> RECORDS FOR THE TASK
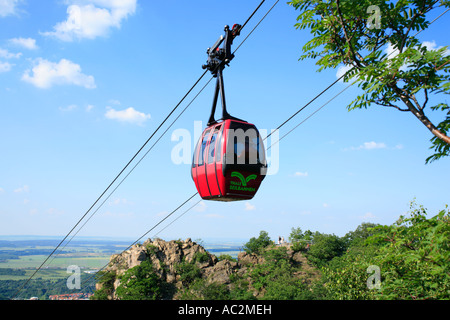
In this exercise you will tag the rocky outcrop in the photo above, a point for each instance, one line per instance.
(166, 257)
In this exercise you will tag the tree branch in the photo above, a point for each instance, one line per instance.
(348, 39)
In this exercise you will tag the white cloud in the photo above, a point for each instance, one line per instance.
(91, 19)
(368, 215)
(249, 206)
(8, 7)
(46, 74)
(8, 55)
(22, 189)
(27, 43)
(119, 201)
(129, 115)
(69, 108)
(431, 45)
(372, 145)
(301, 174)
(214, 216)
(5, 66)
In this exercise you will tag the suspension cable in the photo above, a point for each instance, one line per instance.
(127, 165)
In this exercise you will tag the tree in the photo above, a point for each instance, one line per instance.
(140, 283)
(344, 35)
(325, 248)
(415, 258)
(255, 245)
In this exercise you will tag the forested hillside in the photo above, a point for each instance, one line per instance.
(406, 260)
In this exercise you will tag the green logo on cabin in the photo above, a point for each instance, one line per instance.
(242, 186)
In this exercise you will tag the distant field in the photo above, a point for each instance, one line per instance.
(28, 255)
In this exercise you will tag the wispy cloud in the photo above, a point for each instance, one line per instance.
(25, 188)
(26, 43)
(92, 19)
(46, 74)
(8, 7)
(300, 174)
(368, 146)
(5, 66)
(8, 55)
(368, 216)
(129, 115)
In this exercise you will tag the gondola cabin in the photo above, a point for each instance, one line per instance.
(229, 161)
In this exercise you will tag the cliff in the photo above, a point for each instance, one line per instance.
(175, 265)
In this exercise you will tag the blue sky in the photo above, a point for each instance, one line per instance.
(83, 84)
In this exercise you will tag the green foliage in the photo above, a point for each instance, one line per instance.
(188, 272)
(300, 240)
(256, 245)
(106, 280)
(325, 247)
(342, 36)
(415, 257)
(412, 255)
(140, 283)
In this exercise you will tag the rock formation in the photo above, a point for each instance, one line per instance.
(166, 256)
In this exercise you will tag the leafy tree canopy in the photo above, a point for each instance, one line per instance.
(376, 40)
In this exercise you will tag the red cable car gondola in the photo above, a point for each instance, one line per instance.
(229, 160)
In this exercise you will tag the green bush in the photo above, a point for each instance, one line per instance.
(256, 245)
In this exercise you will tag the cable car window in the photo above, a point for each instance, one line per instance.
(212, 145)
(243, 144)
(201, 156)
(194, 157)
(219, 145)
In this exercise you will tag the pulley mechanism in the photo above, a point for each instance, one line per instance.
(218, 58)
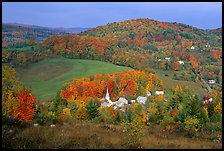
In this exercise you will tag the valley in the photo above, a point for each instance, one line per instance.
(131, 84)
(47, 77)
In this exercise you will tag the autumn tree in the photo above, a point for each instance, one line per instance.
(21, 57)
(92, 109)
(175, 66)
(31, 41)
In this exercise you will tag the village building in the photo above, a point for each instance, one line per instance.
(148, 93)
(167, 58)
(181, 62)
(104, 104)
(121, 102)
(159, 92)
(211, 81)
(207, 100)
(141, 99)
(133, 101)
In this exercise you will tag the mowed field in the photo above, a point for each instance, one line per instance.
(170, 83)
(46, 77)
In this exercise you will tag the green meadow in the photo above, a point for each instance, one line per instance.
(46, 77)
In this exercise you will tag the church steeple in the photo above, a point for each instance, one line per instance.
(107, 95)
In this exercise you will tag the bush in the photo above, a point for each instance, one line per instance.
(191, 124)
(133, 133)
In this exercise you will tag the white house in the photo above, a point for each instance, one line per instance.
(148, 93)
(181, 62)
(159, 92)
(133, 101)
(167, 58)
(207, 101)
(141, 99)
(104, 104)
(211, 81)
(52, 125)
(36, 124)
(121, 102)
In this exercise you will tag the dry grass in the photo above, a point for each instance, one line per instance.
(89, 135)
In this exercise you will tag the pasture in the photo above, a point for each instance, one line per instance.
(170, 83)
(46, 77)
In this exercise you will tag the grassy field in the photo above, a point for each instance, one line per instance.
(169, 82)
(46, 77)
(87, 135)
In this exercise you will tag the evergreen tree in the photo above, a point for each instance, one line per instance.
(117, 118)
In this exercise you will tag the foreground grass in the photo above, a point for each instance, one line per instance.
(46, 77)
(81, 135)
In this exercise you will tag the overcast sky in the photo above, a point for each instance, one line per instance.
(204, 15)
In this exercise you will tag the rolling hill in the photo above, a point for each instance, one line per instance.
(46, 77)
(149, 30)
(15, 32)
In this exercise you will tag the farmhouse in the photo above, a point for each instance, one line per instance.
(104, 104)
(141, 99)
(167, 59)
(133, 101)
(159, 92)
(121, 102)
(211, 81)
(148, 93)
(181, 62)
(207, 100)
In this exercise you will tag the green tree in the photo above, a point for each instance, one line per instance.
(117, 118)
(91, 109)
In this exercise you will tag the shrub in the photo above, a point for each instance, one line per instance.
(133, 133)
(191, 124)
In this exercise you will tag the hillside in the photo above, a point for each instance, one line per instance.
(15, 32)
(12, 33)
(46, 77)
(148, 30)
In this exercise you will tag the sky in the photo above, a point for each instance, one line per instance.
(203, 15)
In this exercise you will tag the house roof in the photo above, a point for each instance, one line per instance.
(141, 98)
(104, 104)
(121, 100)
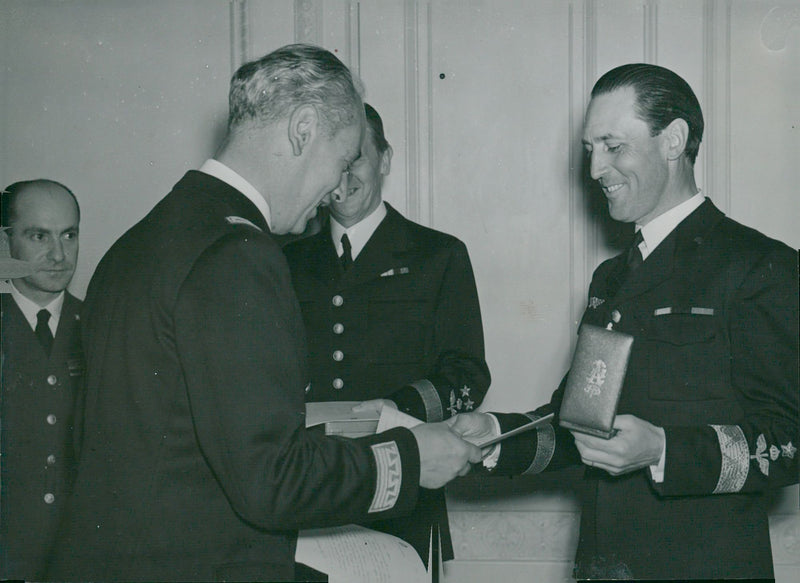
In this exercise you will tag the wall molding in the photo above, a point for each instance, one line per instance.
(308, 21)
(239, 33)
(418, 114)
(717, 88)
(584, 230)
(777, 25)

> JOB
Quote the entire listing above word for word and point for point, leaving out the pictures.

> TASK OUTPUT
In this exercise you will tag the rocky outcrop in the photo above, a point for each instance, one line per instance.
(166, 257)
In this exercise you will tag the tree branch in the photo above, a point for each instance, one line per instance.
(348, 39)
In this exercise you will tag the white cloud in the photo above, a point for each instance, one line per instance.
(91, 19)
(368, 215)
(249, 206)
(8, 7)
(46, 74)
(8, 55)
(22, 189)
(27, 43)
(119, 201)
(129, 115)
(69, 108)
(431, 45)
(372, 145)
(301, 174)
(214, 216)
(5, 66)
In this exercise you will tag the suspension cable in the photo above, a point for each instance, one line per instance.
(127, 165)
In this exercise you will tag the tree in the photo above, a point for each instance, one line per instance.
(140, 283)
(344, 35)
(325, 248)
(415, 258)
(255, 245)
In this exercise you will tag the forested hillside in the photo above, a point for each instance, one line per instance.
(406, 260)
In this exercise you will tag the green logo on cabin in the photo above, a point for each instance, one line per instance.
(242, 186)
In this exercise you will tag the distant field in the photo above, a point for each instance, one line per instance.
(28, 255)
In this exercise you will tag the wispy cloud in the photo above, a point for each instance, one line per instance.
(25, 188)
(26, 43)
(92, 19)
(46, 74)
(8, 7)
(300, 174)
(368, 146)
(5, 66)
(8, 55)
(368, 216)
(129, 115)
In this exercise you will tag the gondola cabin in the photo above, a point for each instance, one line per instance.
(229, 161)
In this exercise you will tag the cliff in the photo above, a point for each instance, one line per instance.
(175, 265)
In this exercise you will tag the blue sky in the photo above, a point for each instance, one line per instance.
(83, 84)
In this exercise you will tag the green foliage in the photo above, a point for each instance, one line per instance.
(188, 272)
(300, 240)
(256, 245)
(106, 280)
(325, 247)
(342, 36)
(415, 257)
(412, 255)
(140, 283)
In this exercise you will tag the rock formation in the photo above, a point for each instance, one line per instance.
(166, 256)
In this exercise you will tag the leafy tree canopy in the photo above, a point for each instance, one line per instance.
(376, 40)
In this exercise you will tag the red cable car gondola in the photo above, a point for each instance, one line per instance.
(229, 160)
In this exercise you will tag the green bush in the photo above, a point for each instance, one line per instance.
(256, 245)
In this exercise you will tag the cable car window in the photo above, a point for each instance, one line per instance.
(212, 145)
(243, 144)
(201, 156)
(194, 157)
(219, 145)
In this exercise you will tag the pulley mechanism in the photo above, a point for each instance, one line per instance.
(218, 58)
In this exercise you will tag the valley in the photo above, a point for each instance, one line per instance.
(131, 84)
(47, 77)
In this exercise you will tag the autumn tree in the photo above, a point for each instance, one line per instance.
(21, 57)
(92, 109)
(175, 66)
(31, 41)
In this exercise you will tag the village building in the photo above, a point for each instance, one line per instance.
(148, 93)
(167, 58)
(181, 62)
(104, 104)
(121, 102)
(159, 92)
(211, 81)
(207, 100)
(141, 99)
(133, 101)
In this exercise you will tag the mowed field in the photo above, a point for each instance, one line per instance.
(170, 83)
(46, 77)
In this exercise you will tag the green meadow in the photo above, a point for each instance, one line per instance.
(46, 77)
In this exercise you will tag the church steeple in the photo above, a point for each instance, one line per instance.
(107, 95)
In this exercise you will tag the bush in the photo above, a point for each instance, one line per instance.
(191, 124)
(133, 133)
In this exercise you will tag the white house in the photo above, a point for each instance, one line per instance.
(148, 93)
(181, 62)
(159, 92)
(133, 101)
(167, 58)
(207, 101)
(141, 99)
(104, 104)
(211, 81)
(52, 125)
(36, 124)
(121, 102)
In this exercise you will tag the dry grass in the photo above, a point for each instance, one line per instance.
(89, 135)
In this exercise you will tag the pasture in the photo above, a point for each instance, one line per instance.
(170, 83)
(46, 77)
In this exercise you will tag the grassy field in the photo above, a point for each instance, one line per instance.
(169, 82)
(46, 77)
(87, 135)
In this exercise you will tag the evergreen tree in the photo above, a point for each instance, one line per instance.
(117, 118)
In this exercise you will tag the foreground grass in the photo above, a point for each instance, one line per instance.
(46, 77)
(81, 135)
In this exercise you will tag the overcast sky in the photo above, a point for each instance, one line per instance.
(204, 15)
In this exercise you will tag the rolling hill in the photo above, a point for each instance, one line per instance.
(46, 77)
(149, 30)
(15, 32)
In this exercise you will tag the farmhouse in the photo above, a point for each instance, one line per instance.
(104, 104)
(141, 99)
(167, 59)
(133, 101)
(159, 92)
(121, 102)
(211, 81)
(148, 93)
(181, 62)
(207, 100)
In this exercise you will tag the green tree in the photo above, a point for each instance, one line per instance.
(117, 118)
(91, 109)
In this exercise you will tag the shrub in the photo above, a point for each instance, one line per instance.
(133, 133)
(191, 124)
In this exercise you will tag the hillside in the photo above, a point for each instance, one line per instance.
(15, 32)
(12, 33)
(46, 77)
(148, 30)
In this exercise you will tag the sky in the photo above, a point for each instance, one line per instance.
(203, 15)
In this exercise you will tag the house roof in the photo above, a point for each instance, one line per instance.
(141, 98)
(104, 104)
(121, 100)
In this exercise you will tag the wall molding in the photo above, a point for each instance, one line per instance.
(308, 21)
(239, 33)
(418, 114)
(717, 88)
(584, 230)
(777, 25)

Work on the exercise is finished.